# [EXERCISE]
Reproduce all records below exactly.

# [INFORMATION GIVEN]
--- --- ---

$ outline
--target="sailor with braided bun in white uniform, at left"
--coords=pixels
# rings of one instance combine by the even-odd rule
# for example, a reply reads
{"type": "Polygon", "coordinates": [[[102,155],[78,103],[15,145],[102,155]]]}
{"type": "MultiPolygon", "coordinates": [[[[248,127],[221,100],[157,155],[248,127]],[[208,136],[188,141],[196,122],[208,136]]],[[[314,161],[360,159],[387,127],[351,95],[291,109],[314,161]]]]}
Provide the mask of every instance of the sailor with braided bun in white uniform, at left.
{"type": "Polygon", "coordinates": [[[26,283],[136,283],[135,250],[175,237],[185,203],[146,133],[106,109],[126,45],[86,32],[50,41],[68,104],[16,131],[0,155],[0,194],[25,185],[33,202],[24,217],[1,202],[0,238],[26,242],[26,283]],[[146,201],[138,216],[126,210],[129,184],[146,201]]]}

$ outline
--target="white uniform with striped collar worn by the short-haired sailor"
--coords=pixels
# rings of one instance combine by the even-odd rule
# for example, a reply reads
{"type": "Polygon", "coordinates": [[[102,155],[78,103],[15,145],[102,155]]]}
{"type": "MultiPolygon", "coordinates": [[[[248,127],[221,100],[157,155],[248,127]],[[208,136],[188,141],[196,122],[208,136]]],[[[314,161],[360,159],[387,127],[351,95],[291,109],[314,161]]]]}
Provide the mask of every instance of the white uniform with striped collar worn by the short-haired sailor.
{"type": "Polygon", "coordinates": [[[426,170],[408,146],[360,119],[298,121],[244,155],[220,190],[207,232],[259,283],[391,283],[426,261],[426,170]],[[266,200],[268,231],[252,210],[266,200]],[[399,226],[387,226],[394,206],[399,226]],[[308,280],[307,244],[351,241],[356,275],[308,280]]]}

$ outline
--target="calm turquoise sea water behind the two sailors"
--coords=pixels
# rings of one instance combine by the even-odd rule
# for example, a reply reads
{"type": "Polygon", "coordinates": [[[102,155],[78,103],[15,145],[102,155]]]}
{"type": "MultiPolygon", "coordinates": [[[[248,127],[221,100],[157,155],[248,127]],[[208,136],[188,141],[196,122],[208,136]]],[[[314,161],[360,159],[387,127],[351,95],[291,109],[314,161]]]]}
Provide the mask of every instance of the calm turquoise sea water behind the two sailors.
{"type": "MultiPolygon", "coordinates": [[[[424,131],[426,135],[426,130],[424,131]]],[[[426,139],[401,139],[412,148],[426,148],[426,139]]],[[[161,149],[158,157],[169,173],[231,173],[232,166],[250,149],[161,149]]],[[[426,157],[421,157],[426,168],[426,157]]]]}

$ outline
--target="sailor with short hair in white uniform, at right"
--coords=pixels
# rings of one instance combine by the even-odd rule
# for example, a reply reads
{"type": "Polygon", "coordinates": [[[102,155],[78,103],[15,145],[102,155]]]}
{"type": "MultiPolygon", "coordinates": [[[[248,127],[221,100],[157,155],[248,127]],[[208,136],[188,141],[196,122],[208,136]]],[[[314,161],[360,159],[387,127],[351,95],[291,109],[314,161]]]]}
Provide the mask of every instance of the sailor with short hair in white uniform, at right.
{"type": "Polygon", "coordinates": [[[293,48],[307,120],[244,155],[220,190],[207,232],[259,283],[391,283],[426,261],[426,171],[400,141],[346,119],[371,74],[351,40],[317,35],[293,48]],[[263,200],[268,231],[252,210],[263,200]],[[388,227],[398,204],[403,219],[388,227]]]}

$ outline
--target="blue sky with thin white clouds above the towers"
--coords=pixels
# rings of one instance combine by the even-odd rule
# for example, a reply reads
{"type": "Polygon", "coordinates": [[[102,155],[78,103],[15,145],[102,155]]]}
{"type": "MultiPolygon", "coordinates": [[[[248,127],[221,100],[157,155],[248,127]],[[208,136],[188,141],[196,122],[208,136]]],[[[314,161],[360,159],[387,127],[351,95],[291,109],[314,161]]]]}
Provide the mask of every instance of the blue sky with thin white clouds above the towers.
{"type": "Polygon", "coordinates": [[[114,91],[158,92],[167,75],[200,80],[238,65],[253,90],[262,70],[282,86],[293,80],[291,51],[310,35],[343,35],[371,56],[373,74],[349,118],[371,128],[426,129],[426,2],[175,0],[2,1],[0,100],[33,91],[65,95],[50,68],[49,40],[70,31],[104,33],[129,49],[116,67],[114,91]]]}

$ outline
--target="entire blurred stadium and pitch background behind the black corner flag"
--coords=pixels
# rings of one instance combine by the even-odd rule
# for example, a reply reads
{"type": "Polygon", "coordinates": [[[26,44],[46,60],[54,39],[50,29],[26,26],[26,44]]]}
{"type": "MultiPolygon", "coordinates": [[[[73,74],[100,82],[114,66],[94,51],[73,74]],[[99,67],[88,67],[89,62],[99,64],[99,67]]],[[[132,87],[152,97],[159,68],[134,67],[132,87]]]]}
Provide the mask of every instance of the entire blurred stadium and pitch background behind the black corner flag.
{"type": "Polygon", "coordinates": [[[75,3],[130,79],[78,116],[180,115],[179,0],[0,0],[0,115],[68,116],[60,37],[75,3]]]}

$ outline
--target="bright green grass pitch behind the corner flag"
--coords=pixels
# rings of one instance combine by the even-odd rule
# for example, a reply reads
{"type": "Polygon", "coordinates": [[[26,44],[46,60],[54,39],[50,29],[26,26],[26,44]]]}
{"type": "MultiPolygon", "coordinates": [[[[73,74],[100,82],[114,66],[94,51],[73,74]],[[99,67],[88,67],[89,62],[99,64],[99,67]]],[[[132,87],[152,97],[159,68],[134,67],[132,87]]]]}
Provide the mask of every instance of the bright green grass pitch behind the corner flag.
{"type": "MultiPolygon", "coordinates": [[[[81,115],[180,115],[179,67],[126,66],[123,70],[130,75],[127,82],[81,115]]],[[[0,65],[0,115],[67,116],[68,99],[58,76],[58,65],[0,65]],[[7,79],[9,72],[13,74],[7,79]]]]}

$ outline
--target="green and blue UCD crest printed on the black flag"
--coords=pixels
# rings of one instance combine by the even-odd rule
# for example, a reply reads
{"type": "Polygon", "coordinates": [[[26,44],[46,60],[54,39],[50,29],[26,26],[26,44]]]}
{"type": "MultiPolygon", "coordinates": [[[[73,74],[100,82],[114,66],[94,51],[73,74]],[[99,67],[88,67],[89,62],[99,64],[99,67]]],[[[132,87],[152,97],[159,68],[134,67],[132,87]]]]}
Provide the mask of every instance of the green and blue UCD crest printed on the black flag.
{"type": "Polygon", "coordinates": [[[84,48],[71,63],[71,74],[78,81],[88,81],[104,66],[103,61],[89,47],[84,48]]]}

--- --- ---

# [RESULT BELOW]
$ outline
--target="sailor with braided bun in white uniform, at left"
--coords=pixels
# rings of one instance combine by the even-odd rule
# for example, a reply reads
{"type": "Polygon", "coordinates": [[[102,155],[78,103],[15,145],[102,155]]]}
{"type": "MultiPolygon", "coordinates": [[[[248,127],[221,100],[157,155],[248,127]],[[208,136],[188,141],[196,122],[208,136]]],[[[314,161],[360,159],[387,127],[351,95],[291,109],[314,161]]]]}
Provide the mask of every instance of the sailor with braided bun in white uniform, at left.
{"type": "Polygon", "coordinates": [[[26,283],[136,283],[135,250],[175,237],[185,203],[146,133],[106,109],[126,45],[86,32],[50,41],[68,104],[16,131],[0,155],[0,194],[25,185],[33,202],[24,217],[1,202],[0,238],[26,242],[26,283]],[[146,201],[138,216],[126,210],[129,184],[146,201]]]}

$ outline
--target="white uniform with striped collar worn by the short-haired sailor"
--coords=pixels
# rings of one instance combine by the even-odd rule
# for example, a reply reads
{"type": "Polygon", "coordinates": [[[102,155],[78,103],[15,145],[102,155]]]}
{"type": "MultiPolygon", "coordinates": [[[[248,127],[221,100],[157,155],[248,127]],[[208,136],[188,141],[196,122],[208,136]]],[[[314,161],[360,159],[387,127],[351,95],[291,109],[314,161]]]]}
Provide the mask of every instance of the white uniform with striped collar worn by the short-haired sailor.
{"type": "Polygon", "coordinates": [[[426,170],[408,146],[360,119],[298,121],[244,155],[220,190],[207,232],[259,283],[391,283],[426,261],[426,170]],[[266,200],[268,231],[252,210],[266,200]],[[399,226],[387,226],[394,206],[399,226]],[[308,280],[307,244],[351,241],[356,275],[308,280]]]}

$ outline
--target="calm turquoise sea water behind the two sailors"
--coords=pixels
# rings of one instance combine by the even-odd rule
# for example, a reply reads
{"type": "Polygon", "coordinates": [[[102,155],[78,103],[15,145],[102,155]]]}
{"type": "MultiPolygon", "coordinates": [[[[248,127],[221,100],[157,155],[248,127]],[[208,136],[188,141],[196,122],[208,136]]],[[[314,161],[360,159],[387,127],[351,95],[291,109],[314,161]]]]}
Provide the mask of every instance of the calm turquoise sea water behind the two sailors.
{"type": "MultiPolygon", "coordinates": [[[[424,131],[426,135],[426,130],[424,131]]],[[[426,139],[401,139],[412,148],[426,148],[426,139]]],[[[161,149],[158,157],[169,173],[231,173],[232,166],[250,149],[161,149]]],[[[426,157],[421,157],[426,168],[426,157]]]]}

$ outline
--target="sailor with short hair in white uniform, at right"
--coords=pixels
# rings of one instance combine by the even-odd rule
# for example, a reply reads
{"type": "Polygon", "coordinates": [[[102,155],[78,103],[15,145],[102,155]]]}
{"type": "MultiPolygon", "coordinates": [[[[248,127],[221,100],[157,155],[248,127]],[[208,136],[188,141],[196,122],[208,136]]],[[[314,161],[360,159],[387,127],[351,95],[291,109],[314,161]]]]}
Provide the mask of every instance of the sailor with short hair in white uniform, at right.
{"type": "Polygon", "coordinates": [[[293,48],[307,120],[244,155],[220,190],[207,232],[259,283],[391,283],[426,261],[426,171],[400,141],[346,119],[371,74],[351,40],[317,35],[293,48]],[[263,200],[268,231],[252,210],[263,200]],[[388,227],[398,204],[403,219],[388,227]]]}

$ outline
--target="blue sky with thin white clouds above the towers"
--coords=pixels
# rings of one instance combine by the even-odd rule
# for example, a reply reads
{"type": "Polygon", "coordinates": [[[102,155],[78,103],[15,145],[102,155]]]}
{"type": "MultiPolygon", "coordinates": [[[[248,127],[221,100],[157,155],[248,127]],[[208,136],[188,141],[196,122],[208,136]]],[[[314,161],[360,159],[387,127],[351,95],[291,109],[314,161]]]]}
Provide the mask of every instance of the blue sky with thin white clouds above the towers.
{"type": "Polygon", "coordinates": [[[114,91],[158,92],[167,75],[200,80],[238,65],[253,90],[262,70],[282,86],[293,80],[291,51],[310,35],[343,35],[371,56],[373,74],[349,118],[371,128],[426,129],[426,2],[175,0],[2,1],[0,100],[33,91],[65,95],[50,68],[49,40],[70,31],[104,33],[129,49],[116,67],[114,91]]]}

$ outline
--target="entire blurred stadium and pitch background behind the black corner flag"
--coords=pixels
# rings of one instance combine by the even-odd rule
# for example, a reply reads
{"type": "Polygon", "coordinates": [[[26,44],[46,60],[54,39],[50,29],[26,26],[26,44]]]}
{"type": "MultiPolygon", "coordinates": [[[[73,74],[100,82],[114,66],[94,51],[73,74]],[[99,67],[88,67],[89,62],[99,64],[99,67]]],[[[132,87],[152,97],[159,68],[134,67],[132,87]]]]}
Provide the mask of every instance of the entire blurred stadium and pitch background behind the black corner flag.
{"type": "Polygon", "coordinates": [[[75,3],[130,79],[78,116],[180,115],[179,0],[0,0],[0,115],[68,116],[60,37],[75,3]]]}

$ outline
--target="bright green grass pitch behind the corner flag"
--coords=pixels
# rings of one instance combine by the even-odd rule
# for example, a reply reads
{"type": "Polygon", "coordinates": [[[26,44],[46,60],[54,39],[50,29],[26,26],[26,44]]]}
{"type": "MultiPolygon", "coordinates": [[[[73,74],[100,82],[114,66],[94,51],[73,74]],[[99,67],[88,67],[89,62],[99,64],[99,67]]],[[[132,87],[152,97],[159,68],[134,67],[132,87]]]]}
Provide the mask of every instance of the bright green grass pitch behind the corner flag.
{"type": "MultiPolygon", "coordinates": [[[[81,115],[180,115],[179,67],[126,66],[123,70],[130,75],[127,82],[81,115]]],[[[0,65],[0,115],[67,116],[68,99],[58,76],[58,65],[0,65]],[[7,79],[9,72],[13,74],[7,79]]]]}

$ outline
--target="green and blue UCD crest printed on the black flag"
--coords=pixels
# rings of one instance combine by the even-odd rule
# for example, a reply reads
{"type": "Polygon", "coordinates": [[[26,44],[46,60],[54,39],[50,29],[26,26],[26,44]]]}
{"type": "MultiPolygon", "coordinates": [[[[73,74],[100,82],[114,66],[94,51],[73,74]],[[99,67],[88,67],[89,62],[99,64],[99,67]]],[[[132,87],[152,97],[159,68],[134,67],[132,87]]]]}
Provide the mask of every instance of the green and blue UCD crest printed on the black flag.
{"type": "Polygon", "coordinates": [[[84,48],[71,63],[71,74],[78,81],[88,81],[104,66],[103,61],[89,47],[84,48]]]}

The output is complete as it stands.